__SHORT TASK A__
Extract every line of the records that contains the word "blurred".

__SELECTED TEXT__
=====

Audra Trosper: Interestingly enough, we don’t have too much, we have rabbits in the yard, they don’t get into the raised beds much. When we used to plant in the ground, I, cause I had three boys, and I would start seeing things get nibbled, and I’d like, “everybody to go pee around the garden.” And so they did, and we wouldn’t end up with rabbits in the garden.

I was like, “oh, I want you peeing around the edge of the garden.” They were happy to go. “Mom told us to go pee outside, this is great,” so, you know.

Ana Skemp: I have [00:15:00] raised buds right next to in ground beds, and the rabbits, like they don’t want to come into that little step into the raised bed. And the damage in the in ground is always worse than the raised buds. And my raised buds are not like high off the ground. They’re like 8 inches, 12 inches, 6 inches. They could happen, but they choose not to as much. Yeah.

Audra Trosper: Interesting. Yeah, ours are 12 inches deep. So.

Alyssa Warner: That’s really interesting. I guess that’s kind of like my fence around my garden. ‘Cause my chickens basically, our entire yard because I’m in a suburb, is fenced in. And my chickens kind of just get that space. So I had, my fence is more to keep chickens out of my garden, unless I want them in there.

That reminds me of like, I have a wobbly fence. I’ve got like a really wobbly chicken wire fence because that deters the chickens more. They’ll, they will hop up and pester my neighbor for snacks onto my much [00:16:00] higher, much sturdier fence. But the wobbly fence makes them feel like, “Oh, I don’t know. This is only 4 feet tall, but I don’t know if I can do this.”

=====

__INPUT DATA__
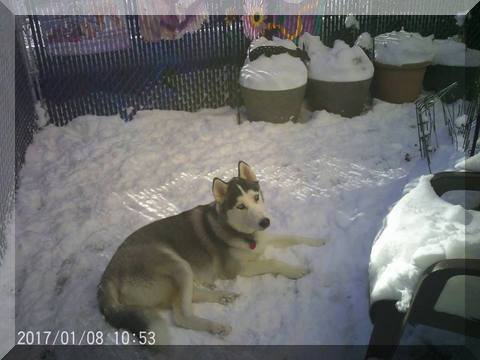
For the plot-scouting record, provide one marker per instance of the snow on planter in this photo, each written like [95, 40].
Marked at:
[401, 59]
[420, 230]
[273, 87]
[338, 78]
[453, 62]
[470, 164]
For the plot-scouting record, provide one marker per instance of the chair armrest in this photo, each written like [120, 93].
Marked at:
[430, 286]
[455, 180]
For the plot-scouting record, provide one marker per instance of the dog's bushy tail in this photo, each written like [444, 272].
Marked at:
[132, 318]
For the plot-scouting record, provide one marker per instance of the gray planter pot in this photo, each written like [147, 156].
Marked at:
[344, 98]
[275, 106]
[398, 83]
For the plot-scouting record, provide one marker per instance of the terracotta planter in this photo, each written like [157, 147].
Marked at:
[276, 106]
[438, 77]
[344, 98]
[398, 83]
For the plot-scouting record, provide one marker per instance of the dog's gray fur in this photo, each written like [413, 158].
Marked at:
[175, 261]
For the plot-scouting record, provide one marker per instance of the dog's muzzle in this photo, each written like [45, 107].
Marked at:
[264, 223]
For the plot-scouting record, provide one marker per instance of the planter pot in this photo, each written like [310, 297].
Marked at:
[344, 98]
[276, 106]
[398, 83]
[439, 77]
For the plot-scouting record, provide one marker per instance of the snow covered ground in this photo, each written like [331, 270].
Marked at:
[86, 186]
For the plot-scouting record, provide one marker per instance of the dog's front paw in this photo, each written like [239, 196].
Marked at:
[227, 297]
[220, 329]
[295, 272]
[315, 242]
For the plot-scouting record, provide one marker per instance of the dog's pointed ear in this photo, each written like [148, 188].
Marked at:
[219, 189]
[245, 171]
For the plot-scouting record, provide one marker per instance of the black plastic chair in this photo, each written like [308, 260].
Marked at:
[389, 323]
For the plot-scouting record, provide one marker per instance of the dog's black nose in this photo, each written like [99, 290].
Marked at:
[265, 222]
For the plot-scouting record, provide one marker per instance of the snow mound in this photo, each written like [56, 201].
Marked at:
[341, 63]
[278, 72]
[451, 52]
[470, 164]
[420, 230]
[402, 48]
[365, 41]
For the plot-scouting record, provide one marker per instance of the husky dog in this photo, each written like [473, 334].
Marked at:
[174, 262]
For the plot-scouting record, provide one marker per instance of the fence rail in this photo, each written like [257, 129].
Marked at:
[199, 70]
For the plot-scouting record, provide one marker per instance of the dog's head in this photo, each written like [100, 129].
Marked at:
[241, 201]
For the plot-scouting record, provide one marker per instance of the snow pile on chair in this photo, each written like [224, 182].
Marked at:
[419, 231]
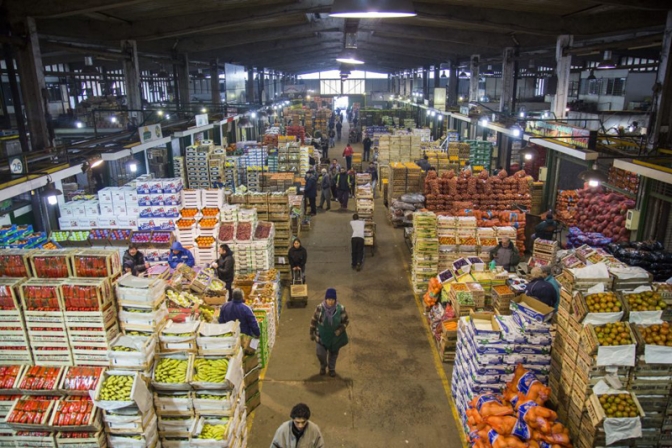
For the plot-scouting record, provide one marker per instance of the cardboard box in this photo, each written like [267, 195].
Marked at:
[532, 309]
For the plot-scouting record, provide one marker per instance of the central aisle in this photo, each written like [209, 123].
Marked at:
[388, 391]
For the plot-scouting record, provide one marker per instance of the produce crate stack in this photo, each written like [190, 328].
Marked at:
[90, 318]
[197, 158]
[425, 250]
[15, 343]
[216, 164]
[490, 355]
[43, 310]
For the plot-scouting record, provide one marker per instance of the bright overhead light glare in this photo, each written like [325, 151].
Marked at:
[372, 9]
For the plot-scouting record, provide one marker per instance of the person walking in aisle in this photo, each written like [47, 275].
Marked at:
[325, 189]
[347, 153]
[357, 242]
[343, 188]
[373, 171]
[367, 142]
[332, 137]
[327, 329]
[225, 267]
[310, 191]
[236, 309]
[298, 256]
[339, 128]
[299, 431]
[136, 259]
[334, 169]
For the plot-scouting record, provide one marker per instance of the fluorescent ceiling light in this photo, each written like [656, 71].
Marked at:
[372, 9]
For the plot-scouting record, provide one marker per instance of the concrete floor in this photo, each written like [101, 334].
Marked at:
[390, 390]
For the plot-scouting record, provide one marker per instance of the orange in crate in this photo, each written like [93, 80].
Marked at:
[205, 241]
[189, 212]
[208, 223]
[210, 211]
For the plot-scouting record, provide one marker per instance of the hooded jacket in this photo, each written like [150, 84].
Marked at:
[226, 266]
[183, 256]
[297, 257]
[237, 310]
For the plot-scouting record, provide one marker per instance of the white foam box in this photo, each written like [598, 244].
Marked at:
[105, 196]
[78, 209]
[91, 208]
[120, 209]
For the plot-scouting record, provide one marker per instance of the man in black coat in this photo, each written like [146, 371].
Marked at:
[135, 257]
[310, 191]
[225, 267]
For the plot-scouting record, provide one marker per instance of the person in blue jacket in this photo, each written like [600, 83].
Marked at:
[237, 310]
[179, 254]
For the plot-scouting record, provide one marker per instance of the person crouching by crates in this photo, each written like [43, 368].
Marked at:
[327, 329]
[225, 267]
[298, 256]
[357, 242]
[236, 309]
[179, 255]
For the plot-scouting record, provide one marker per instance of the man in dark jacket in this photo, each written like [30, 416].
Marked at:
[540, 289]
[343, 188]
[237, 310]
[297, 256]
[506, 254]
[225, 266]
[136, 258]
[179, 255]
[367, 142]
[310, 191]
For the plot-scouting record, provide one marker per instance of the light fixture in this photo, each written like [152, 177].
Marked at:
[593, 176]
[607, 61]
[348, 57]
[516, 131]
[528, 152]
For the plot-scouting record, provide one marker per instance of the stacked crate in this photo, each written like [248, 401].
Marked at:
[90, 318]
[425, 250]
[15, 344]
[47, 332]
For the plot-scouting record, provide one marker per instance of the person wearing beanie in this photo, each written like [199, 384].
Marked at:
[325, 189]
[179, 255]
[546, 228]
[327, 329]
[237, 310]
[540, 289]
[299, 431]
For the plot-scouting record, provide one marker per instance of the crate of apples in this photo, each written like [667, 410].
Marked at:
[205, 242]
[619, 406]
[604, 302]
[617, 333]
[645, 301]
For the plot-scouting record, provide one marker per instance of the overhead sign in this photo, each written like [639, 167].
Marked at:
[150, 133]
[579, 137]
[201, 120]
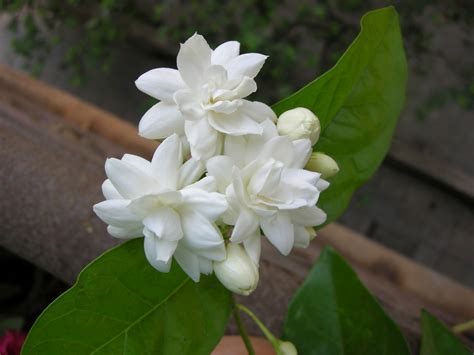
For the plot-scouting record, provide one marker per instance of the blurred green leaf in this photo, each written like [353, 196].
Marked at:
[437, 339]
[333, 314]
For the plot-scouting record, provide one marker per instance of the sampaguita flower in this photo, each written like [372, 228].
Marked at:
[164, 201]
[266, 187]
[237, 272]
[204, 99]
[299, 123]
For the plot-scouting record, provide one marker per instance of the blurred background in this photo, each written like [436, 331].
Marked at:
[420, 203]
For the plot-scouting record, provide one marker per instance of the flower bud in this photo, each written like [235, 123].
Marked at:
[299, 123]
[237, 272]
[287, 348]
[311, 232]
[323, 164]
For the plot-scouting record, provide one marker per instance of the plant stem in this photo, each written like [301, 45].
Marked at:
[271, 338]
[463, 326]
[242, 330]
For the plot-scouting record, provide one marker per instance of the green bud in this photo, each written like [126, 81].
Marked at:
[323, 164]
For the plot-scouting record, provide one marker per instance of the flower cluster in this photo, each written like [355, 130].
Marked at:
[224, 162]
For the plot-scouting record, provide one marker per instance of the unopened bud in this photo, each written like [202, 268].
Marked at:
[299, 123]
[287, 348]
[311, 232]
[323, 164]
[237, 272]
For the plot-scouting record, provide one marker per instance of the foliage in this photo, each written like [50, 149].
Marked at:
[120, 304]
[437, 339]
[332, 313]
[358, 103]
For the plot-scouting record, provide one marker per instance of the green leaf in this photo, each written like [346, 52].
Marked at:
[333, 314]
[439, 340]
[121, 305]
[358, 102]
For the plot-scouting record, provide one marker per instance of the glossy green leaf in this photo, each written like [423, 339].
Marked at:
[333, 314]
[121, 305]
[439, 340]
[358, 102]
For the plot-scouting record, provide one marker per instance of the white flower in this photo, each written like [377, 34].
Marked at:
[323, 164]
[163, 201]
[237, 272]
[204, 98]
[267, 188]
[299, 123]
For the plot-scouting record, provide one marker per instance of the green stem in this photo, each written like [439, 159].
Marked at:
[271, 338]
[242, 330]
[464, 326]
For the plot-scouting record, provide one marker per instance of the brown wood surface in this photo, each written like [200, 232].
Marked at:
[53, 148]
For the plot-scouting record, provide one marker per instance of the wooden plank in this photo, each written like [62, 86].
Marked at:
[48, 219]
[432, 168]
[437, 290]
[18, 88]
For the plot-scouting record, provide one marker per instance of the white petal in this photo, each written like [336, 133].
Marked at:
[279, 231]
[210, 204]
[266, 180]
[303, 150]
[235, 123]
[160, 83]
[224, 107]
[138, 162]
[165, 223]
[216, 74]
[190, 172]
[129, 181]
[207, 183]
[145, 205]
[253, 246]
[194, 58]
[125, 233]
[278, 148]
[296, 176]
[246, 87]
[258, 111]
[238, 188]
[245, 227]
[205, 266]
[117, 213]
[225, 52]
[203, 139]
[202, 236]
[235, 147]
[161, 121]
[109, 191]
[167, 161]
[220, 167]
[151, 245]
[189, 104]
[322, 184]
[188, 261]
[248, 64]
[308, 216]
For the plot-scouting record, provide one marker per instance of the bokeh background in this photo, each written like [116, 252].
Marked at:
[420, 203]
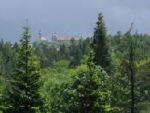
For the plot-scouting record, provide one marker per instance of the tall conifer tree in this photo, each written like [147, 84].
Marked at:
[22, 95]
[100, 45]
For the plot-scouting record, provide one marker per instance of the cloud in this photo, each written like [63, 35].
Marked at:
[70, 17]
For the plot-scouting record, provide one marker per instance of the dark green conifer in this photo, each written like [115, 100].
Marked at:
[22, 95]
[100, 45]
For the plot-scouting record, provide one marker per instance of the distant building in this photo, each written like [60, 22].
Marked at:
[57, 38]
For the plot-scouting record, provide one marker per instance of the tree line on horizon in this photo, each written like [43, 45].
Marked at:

=====

__SHORT TASK B__
In the garden conversation, how deep does Audra Trosper say her raised beds are?

__EXERCISE SOLUTION A__
For the plot-scouting record, provide one marker per instance of the blurred green leaf in this photo, each written like [353, 196].
For the plot-scouting record, provide one marker per instance of the blurred background in this photo, each written like [436, 331].

__EXERCISE SOLUTION B__
12 inches deep.